## Breve esercizio 1
Rispondi alle domande seguenti sul testo dedicato alla Cattedrale di Monreale.
(a) A chi è dedicato il sacro tempio eretto da Guglielmo II di Sicilia?
(b) In occasione di quale celebrazione, e in quale data, è stato pubblicato il saggio?
(c) In quale periodo del secolo XII il testo colloca ciò che Guglielmo II compì in Sicilia?
## Breve esercizio 2
Riporta parola per parola il passo del testo sulla Cattedrale di Monreale che va da "Il visitatore, varcata" a "le emozioni provate.".

## Testo del documento
########################################

LA CATTEDRALE DI MONREALE





Il sacro tempio, che il re cristiano Guglielmo II di Sicilia eresse per glorificare Dio, dedicato alla Madonna.

di  NATALE  SABELLA

Saggio pubblicato in concomitanza della solenne celebrazione dell’immacolata Concezione della Beata Vergine Maria, 8 dicembre 2018

E’ diffuso e condiviso convincimento affermare, senza incertezza alcuna, che la Cattedrale di Monreale, <<chiesa fra le più importanti del medioevo>>, conosciuta nel mondo per l’eccezionale valore storico – artistico - religioso, conserva in sé, un mosaico d’emozioni “visive e tattili”.
Il visitatore, varcata la soglia d’ingresso si trova immerso in uno scenario eccezionale, prodotto dall’armonia insita nell’architettura chiesastica unita alla straordinaria bellezza delle immagini musive che ricoprono per intero le pareti della basilica.
Ricordi che restano indelebili per sempre oltre il tempo e la memoria nell’animo e nello spirito per le emozioni provate.
La sensazione è di rimanere coinvolti dal linguaggio universale della bellezza, dell’unicità e della diversità composita combinata da quel dolce e silente sentire che la bellezza del Duomo sprigiona unitamente agli aspetti della Fede che avvicinano lo spirito umano al trascendentale.
La basilica di Guglielmo, pertanto è la sintesi “ideale, religiosa, spirituale, politica”, il meglio di quanto è stato compiuto da Guglielmo II nell’ultimo quarto del secolo XII in Sicilia. Una fondazione regia, che non trova eguale in nessun’altra parte d’Europa: imponente, maestosa, solenne, magnificamente superba all’esterno, costruita di sana pianta su un luogo privilegiato, unico, ritenuto idoneo ad accogliere la basilica, con l’intento di glorificare il Creatore, il Cristo, il Messia Risorto, e ricordare nei secoli Guglielmo.

########################################

[Record di annotazione per il rilevamento]
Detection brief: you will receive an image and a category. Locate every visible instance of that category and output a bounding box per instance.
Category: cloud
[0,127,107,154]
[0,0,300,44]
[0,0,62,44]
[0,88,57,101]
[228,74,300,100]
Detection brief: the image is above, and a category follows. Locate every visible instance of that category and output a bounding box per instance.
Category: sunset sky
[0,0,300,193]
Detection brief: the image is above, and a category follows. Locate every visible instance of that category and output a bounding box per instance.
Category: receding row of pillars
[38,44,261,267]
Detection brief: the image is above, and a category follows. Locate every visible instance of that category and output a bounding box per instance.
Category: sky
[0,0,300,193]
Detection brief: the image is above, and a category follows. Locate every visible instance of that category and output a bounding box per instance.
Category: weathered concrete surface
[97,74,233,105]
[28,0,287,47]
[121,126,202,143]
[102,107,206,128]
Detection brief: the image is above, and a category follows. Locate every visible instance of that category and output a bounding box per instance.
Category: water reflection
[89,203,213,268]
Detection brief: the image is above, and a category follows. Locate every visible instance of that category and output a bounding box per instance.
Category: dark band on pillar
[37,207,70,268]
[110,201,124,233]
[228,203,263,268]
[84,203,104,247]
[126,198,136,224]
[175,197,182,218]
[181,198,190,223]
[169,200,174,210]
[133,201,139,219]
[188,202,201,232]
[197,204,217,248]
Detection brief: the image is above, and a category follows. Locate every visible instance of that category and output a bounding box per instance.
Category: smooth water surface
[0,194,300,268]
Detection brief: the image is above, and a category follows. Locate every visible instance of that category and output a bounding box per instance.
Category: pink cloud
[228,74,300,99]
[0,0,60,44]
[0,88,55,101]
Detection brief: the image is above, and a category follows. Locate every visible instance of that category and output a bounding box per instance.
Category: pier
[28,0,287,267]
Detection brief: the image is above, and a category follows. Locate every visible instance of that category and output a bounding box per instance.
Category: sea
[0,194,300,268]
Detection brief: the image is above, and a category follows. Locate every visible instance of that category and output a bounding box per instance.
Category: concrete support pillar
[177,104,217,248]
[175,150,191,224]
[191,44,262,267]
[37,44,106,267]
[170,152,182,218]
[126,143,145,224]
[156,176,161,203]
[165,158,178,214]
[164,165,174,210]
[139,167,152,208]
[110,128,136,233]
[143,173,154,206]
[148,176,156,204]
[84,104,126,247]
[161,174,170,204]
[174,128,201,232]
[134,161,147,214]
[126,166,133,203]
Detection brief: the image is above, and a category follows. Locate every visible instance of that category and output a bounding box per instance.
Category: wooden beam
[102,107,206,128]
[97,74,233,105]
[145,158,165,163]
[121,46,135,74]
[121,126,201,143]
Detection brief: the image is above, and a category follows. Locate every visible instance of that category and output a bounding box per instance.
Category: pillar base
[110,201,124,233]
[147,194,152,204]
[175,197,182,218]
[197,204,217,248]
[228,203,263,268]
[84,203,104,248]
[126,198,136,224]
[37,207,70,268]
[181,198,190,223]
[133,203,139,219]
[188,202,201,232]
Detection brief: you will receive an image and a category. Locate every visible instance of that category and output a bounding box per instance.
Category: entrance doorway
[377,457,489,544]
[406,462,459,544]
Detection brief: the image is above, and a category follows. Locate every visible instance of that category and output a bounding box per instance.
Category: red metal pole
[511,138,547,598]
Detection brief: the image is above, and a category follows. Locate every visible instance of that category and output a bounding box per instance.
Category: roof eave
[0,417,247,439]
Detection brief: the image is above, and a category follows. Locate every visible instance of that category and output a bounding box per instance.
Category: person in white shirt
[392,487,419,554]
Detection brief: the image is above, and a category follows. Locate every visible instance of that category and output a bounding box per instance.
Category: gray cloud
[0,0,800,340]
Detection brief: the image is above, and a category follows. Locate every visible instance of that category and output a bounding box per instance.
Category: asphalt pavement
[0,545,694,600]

########################################

## Risposta 1
(a) È dedicato alla Madonna.
(b) È stato pubblicato in concomitanza della solenne celebrazione dell'Immacolata Concezione della Beata Vergine Maria, l'8 dicembre 2018.
(c) Nell'ultimo quarto del secolo XII.

## Risposta 2
Il visitatore, varcata la soglia d’ingresso si trova immerso in uno scenario eccezionale, prodotto dall’armonia insita nell’architettura chiesastica unita alla straordinaria bellezza delle immagini musive che ricoprono per intero le pareti della basilica.
Ricordi che restano indelebili per sempre oltre il tempo e la memoria nell’animo e nello spirito per le emozioni provate.